Stated goal
Copy the lines below word for word.

Rows
····················

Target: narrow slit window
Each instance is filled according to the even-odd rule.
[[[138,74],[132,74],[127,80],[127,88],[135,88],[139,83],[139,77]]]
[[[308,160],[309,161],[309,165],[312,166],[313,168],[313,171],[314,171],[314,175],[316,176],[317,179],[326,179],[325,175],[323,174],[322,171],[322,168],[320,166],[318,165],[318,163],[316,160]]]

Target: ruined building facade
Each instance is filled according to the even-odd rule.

····················

Task answer
Target: narrow slit window
Each instance is filled according to the even-odd rule.
[[[138,74],[132,74],[127,80],[127,88],[135,88],[139,83],[139,77]]]
[[[308,160],[309,161],[309,165],[312,166],[313,168],[313,171],[314,171],[314,175],[316,176],[317,179],[326,179],[325,175],[323,174],[322,171],[322,168],[320,166],[318,165],[318,163],[316,160]]]

Target: ruined building facade
Each instance is filled according to the even-odd rule.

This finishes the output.